**TAREFA 1**
No acórdão sobre a rescisão da compra de imóvel, quem é a relatora?
**TAREFA 2**
Dê sequência ao acórdão sobre a rescisão da compra de imóvel a partir do ponto em que ele termina.

**TRECHO DO ACÓRDÃO**
........
Acórdão Nº 08150175320178205001 de TJRN. Tribunal de Justiça do Rio Grande do Norte, Segunda Câmara Cível, 10-09-2020

Data de Julgamento10 Setembro 2020
Classe processualAPELAÇÃO CÍVEL
Número do processo08150175320178205001
ÓrgãoSegunda Câmara Cível
Tipo de documentoAcórdão

PODER JUDICIÁRIO
TRIBUNAL DE JUSTIÇA DO ESTADO DO RIO GRANDE DO NORTE
SEGUNDA CÂMARA CÍVEL

Processo: APELAÇÃO CÍVEL - 0815017-53.2017.8.20.5001
Polo ativo
MOURA DUBEUX ENGENHARIA E EMPREENDIMENTOS S/A e outros
Advogado(s): RONALD CASTRO DE ANDRADE, LARISSA SOARES FELISMINO
Polo passivo
GUSTAVO DE SOUZA TAVARES e outros
Advogado(s): THIAGO TAVARES DE QUEIROZ

Apelação Cível n° 0815017-53.2017.8.20.5001.

Apelante: Md RN Maria Bernadete Construções Ltda.

Advogados: Ronald Castro de Andrade (5978/RN) e outra.

Apelados: Gustavo de Souza Tavares e outros.

Advogado: Thiago Tavares de Queiroz (7226/RN).

Relatora: Desembargadora Maria Zeneide Bezerra.

EMENTA: DIREITO CIVIL E PROCESSUAL CIVIL. AÇÃO DE RESCISÃO CONTRATUAL. COMPRA E VENDA DE IMÓVEL RESIDENCIAL. PROCEDÊNCIA DO PEDIDO. RESCISÃO DO AJUSTE POR VONTADE DO COMPRADOR. RESTITUIÇÃO DE 90% (NOVENTA POR CENTO) DA QUANTIA DESEMBOLSADA. APELAÇÃO CÍVEL. PRELIMINAR DE NULIDADE DE SENTENÇA SUSCITADA PELO APELANTE. AUSÊNCIA FUNDAMENTAÇÃO. REJEIÇÃO. DESNECESSIDADE DE DISCUSSÃO EXAUSTIVA DE TODOS OS FUNDAMENTOS APRESENTADOS PELAS PARTES. MÉRITO. RETENÇÃO DE DESPESAS COM CORRETAGEM E PUBLICIDADE (3%) PREVISTA NO AJUSTE. ACOLHIMENTO. PRECEDENTES DO STJ. RESTITUIÇÃO DE IPTU E TAXAS DE CONDOMÍNIO. IMPOSSIBILIDADE. IMÓVEL QUE NÃO FOI ENTREGUE AOS ADQUIRENTES. JURISPRUDÊNCIA DO STJ E DESTA CORTE. RECURSO CONHECIDO E PARCIALMENTE PROVIDO.
........
**BLOCO DE DADOS**
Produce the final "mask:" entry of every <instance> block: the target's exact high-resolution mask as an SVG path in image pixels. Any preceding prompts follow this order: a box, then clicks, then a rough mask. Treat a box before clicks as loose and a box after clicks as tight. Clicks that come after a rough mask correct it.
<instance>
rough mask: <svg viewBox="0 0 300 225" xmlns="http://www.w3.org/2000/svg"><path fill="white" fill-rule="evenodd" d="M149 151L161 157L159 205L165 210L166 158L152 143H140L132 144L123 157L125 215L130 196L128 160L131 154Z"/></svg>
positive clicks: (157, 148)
........
**RESPOSTA 1**
A Desembargadora Maria Zeneide Bezerra.

**RESPOSTA 2**
ACÓRDÃO

Acordam os Desembargadores que integram a 2ª Câmara Cível, à unanimidade de votos, em Turma, sem opinamento ministerial, em Turma, conhecer, mas rejeitar a preliminar de nulidade de sentença suscitada pelo recorrente; no mérito, pela mesma votação, dar parcial provimento ao apelo, para reduzir a devolução da quantia paga pelos demandantes ao percentual de 87% (oitenta e sete por cento), nos termos do voto da Relatora.

RELATÓRIO

Md RN Maria Bernadete Construções Ltda interpôs apelação cível em face da sentença proferida pela Juízo da 14ª Vara Cível da Comarca de Natal/RN (ID3451314), o qual julgou procedente o pedido formulado pelos autores, Gustavo de Souza Tavares, Maryjane Ferreira dos Santos Tavares, Jose Evilacio da Cunha Amaral Junior, declarando rescindido o contrato de promessa de compra e venda do apartamento nº 704 do Edifício Maria Bernardete,, e condenando a demandada ao ressarcimento de 90% (noventa por cento) dos valores pagos pela aquisição do imóvel.

Em suas razões recursais (ID6539527), sustenta haver nulidade da sentença, por não ter enfrentado todos os pontos elencados pela recorrente, especificamente a permissibilidade contratual expressa de conservar em seu poder a quantia equivalente a 3% (três por cento). No mérito, aduz que a deliberação questionada está em desacordo com a jurisprudência do Superior Tribunal de Justiça, que admite a retenção de até 25% (vinte e cinco por cento) da quantia desembolsada pelos compradores.

Por estes motivos postula o reconhecimento da nulidade do julgado, ou, subsidiariamente, a da retenção do montante adimplido no percentual de 22% (vinte e dois por cento), em atendimento à cláusula 8ª, itens “a” e “b”, e dos gastos com IPTU/TX de condomínio.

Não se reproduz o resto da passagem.